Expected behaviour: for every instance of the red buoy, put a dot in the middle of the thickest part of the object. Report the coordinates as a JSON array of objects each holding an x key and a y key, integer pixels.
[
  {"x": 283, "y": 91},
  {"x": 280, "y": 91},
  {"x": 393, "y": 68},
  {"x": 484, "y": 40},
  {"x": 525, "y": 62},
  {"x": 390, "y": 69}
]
****
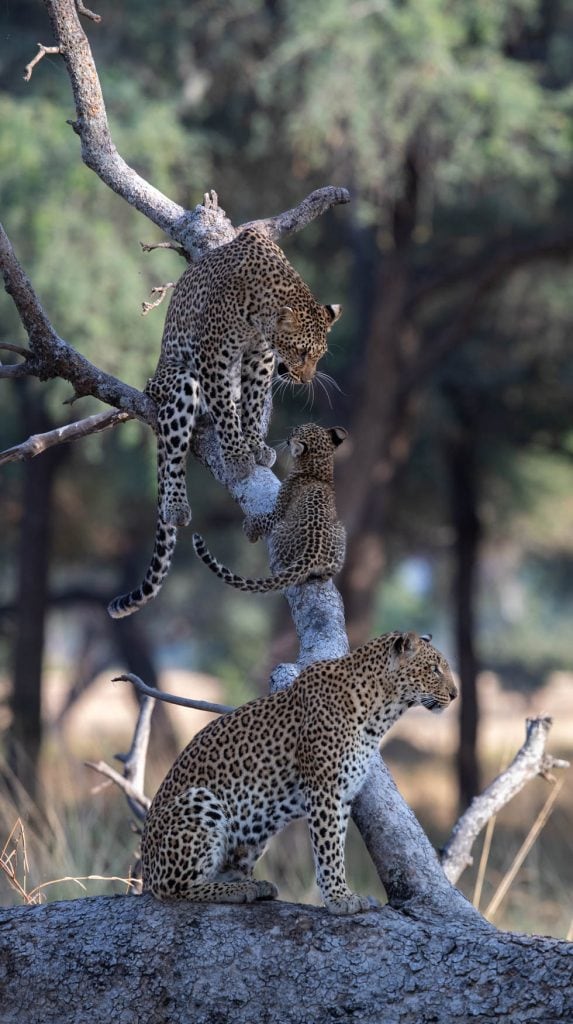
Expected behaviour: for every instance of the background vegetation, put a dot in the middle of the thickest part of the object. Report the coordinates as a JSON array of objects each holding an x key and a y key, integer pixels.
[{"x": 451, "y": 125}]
****
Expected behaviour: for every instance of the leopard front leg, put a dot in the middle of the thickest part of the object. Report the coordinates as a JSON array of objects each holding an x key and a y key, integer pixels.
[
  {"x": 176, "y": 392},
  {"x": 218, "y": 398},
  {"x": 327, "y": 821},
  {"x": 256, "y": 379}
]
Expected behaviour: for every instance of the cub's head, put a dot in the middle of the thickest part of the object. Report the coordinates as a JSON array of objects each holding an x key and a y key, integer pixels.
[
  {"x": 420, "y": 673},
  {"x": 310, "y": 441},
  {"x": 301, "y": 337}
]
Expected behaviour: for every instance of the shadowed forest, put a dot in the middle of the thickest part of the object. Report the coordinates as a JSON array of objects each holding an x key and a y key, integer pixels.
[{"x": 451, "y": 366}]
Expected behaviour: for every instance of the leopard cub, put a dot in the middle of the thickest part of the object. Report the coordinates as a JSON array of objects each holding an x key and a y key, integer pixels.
****
AIM OF THE TASK: From the lines above, copy only those that contain the word "each". Treat uppercase and lowercase as different.

FULL ANSWER:
Expected behaviour: for every instance of the red buoy, put a dot in the middle of the thickest part of the object. Report the coordinates as a JSON array of objects each holding an x key and a y key, integer pixels.
Expected behaviour: for every instance of the background vegetation, put a dot in the middle of the thickest part of the object. Report the coordinates as a JSON array of objects each holding an x key and a y key, integer pixels.
Expected behaviour: for every instance of the leopard front leg, put a dot in the middle of the thickest part of the object. Report the coordinates as a JSON array of objects each holding an x key and a y key, integer pixels.
Expected behaviour: for every instance of the cub's head, put a dot in the middle of the thickest part of the object. Report the coordinates as a JSON array of objects each holding an x key and a y key, integer pixels.
Expected behaviour: for every instance of the shadowed forest, put a dot in the middle of the thickest part of the object. Report the coordinates as a JSON array of objects each holding an x key and a y key, integer pixels.
Expected behaviour: for every instance of the leopard cub, put a dot in the middle of the thickest part of the object. Report the coordinates as a JSON array of objects each holding an x key and a y key, integer pixels.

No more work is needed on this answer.